Aim of the exercise: A single number is wanted: how many lines of the data include the string "background".

[Referring expression pointing data]
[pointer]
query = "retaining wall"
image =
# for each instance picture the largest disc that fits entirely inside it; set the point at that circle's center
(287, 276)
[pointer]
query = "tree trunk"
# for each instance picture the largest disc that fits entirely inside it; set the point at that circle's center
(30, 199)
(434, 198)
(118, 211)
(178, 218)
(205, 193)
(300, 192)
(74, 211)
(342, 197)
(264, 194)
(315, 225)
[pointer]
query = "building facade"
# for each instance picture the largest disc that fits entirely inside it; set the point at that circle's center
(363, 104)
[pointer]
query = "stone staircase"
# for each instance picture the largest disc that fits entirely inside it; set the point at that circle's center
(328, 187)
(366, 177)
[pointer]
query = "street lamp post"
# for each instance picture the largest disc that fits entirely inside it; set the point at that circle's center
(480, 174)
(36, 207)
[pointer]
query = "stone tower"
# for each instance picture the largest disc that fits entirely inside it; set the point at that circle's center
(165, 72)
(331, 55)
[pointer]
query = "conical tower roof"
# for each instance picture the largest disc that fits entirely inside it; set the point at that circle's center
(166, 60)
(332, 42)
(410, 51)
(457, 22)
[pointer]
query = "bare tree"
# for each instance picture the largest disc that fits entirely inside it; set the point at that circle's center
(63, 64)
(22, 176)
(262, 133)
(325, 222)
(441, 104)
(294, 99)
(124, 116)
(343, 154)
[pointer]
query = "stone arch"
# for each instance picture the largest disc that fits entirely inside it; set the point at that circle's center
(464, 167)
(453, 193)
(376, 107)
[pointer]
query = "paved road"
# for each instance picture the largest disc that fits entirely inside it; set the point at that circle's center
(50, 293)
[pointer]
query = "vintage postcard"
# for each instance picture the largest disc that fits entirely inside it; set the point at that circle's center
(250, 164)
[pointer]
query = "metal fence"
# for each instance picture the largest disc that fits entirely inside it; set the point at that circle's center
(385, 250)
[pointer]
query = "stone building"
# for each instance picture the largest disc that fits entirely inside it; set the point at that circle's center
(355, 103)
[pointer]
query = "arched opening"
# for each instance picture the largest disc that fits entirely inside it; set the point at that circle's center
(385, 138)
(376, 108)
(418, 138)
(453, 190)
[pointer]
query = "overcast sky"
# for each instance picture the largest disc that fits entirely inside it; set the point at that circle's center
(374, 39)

---

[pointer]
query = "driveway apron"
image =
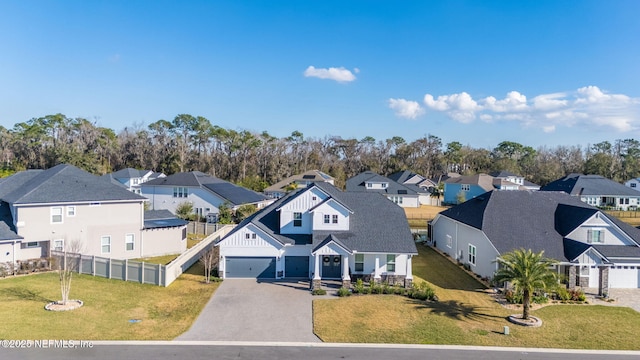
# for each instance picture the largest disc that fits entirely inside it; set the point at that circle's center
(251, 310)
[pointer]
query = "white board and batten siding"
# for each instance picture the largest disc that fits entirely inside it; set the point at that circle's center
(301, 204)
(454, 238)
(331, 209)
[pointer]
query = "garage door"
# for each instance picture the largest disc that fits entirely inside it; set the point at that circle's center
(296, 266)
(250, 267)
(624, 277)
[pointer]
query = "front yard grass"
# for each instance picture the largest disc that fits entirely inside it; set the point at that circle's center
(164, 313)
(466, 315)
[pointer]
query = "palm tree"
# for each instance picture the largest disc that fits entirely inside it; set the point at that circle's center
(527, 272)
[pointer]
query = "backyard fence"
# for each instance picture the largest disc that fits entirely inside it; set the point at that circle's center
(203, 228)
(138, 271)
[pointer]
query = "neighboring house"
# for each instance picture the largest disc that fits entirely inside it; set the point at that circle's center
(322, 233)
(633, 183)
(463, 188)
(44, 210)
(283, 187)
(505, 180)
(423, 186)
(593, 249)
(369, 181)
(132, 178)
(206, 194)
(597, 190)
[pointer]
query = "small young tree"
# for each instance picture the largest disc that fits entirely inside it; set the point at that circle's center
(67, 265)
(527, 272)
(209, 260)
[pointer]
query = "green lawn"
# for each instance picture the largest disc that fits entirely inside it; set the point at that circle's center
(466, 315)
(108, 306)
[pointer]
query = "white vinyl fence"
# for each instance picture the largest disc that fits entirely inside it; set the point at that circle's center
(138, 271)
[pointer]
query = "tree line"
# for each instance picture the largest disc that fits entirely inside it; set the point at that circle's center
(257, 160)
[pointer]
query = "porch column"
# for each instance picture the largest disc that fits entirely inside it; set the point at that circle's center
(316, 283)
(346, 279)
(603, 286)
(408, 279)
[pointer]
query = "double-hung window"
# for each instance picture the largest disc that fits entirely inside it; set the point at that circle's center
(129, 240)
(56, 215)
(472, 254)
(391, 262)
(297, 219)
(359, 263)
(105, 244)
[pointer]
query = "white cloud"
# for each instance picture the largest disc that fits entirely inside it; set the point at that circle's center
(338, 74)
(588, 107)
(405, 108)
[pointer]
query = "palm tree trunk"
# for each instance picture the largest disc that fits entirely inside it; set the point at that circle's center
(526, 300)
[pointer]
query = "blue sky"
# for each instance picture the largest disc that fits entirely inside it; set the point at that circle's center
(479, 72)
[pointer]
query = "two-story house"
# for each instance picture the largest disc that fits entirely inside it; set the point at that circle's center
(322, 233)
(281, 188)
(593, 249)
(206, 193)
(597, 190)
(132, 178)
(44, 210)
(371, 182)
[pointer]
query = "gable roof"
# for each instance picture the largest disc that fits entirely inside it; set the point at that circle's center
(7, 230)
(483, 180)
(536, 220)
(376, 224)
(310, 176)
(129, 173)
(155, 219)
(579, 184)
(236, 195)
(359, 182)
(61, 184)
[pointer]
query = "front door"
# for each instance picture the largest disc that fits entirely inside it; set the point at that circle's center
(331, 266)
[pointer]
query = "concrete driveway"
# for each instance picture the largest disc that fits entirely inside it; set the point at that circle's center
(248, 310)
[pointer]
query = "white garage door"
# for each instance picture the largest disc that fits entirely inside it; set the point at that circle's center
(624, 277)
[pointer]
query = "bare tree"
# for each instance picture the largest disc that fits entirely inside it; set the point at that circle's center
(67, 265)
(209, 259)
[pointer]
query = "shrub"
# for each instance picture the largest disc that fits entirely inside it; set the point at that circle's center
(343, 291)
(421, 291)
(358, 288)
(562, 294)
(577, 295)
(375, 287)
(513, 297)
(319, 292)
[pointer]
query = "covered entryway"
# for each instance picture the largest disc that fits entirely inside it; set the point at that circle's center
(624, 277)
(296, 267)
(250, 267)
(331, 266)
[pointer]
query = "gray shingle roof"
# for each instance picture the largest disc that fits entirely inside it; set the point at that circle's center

==

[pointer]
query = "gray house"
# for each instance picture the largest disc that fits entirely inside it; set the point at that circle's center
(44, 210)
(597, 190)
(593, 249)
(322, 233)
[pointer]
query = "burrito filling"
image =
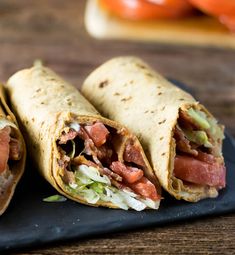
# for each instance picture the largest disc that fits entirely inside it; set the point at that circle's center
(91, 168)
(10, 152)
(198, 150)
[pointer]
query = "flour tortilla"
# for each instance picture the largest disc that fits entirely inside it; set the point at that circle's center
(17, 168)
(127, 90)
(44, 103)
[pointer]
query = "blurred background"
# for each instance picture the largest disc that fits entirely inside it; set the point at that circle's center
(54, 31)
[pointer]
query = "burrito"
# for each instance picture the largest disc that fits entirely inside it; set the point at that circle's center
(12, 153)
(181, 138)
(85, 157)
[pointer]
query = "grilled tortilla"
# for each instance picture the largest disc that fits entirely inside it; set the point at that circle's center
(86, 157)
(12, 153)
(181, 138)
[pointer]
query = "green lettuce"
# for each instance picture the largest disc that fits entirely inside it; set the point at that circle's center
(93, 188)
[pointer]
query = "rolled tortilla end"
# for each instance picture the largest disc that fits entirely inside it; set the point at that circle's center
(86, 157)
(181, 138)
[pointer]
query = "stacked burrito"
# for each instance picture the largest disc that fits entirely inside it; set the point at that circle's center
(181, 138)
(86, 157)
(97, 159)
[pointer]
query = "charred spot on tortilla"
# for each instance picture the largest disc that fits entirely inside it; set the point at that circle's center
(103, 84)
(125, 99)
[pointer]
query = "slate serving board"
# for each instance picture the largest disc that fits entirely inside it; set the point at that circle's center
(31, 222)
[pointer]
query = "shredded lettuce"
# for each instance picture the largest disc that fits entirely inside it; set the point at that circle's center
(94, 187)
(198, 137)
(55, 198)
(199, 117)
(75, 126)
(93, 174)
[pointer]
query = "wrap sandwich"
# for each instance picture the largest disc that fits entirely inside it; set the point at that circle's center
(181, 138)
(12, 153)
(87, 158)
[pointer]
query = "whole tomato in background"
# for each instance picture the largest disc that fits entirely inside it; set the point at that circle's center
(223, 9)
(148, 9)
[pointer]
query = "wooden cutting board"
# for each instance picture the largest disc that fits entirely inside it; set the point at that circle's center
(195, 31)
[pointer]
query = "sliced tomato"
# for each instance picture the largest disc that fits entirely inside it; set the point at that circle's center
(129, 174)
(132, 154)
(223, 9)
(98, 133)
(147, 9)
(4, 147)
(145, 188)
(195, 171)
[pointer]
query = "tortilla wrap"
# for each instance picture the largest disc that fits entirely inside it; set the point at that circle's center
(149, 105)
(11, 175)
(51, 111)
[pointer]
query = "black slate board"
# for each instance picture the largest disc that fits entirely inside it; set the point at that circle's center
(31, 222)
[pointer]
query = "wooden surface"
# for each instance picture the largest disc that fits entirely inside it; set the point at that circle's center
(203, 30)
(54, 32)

Solution to this exercise: 2